Problem statement
Reproduce the listing below word for word, with no pictures.

Supplied data
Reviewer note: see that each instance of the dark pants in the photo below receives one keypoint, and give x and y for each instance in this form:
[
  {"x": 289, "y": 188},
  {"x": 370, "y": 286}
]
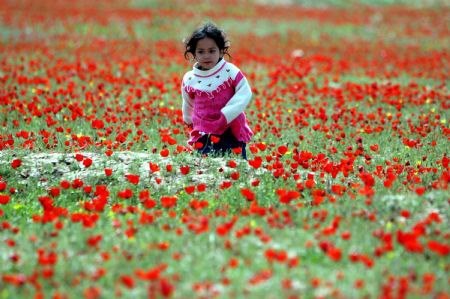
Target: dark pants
[{"x": 226, "y": 143}]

Solution for this exercise
Reviewer note: see that each instance of the dark pants in the photo below receives one keypoint, and give x and y for each instance in this form:
[
  {"x": 289, "y": 188},
  {"x": 370, "y": 286}
]
Target: dark pants
[{"x": 226, "y": 143}]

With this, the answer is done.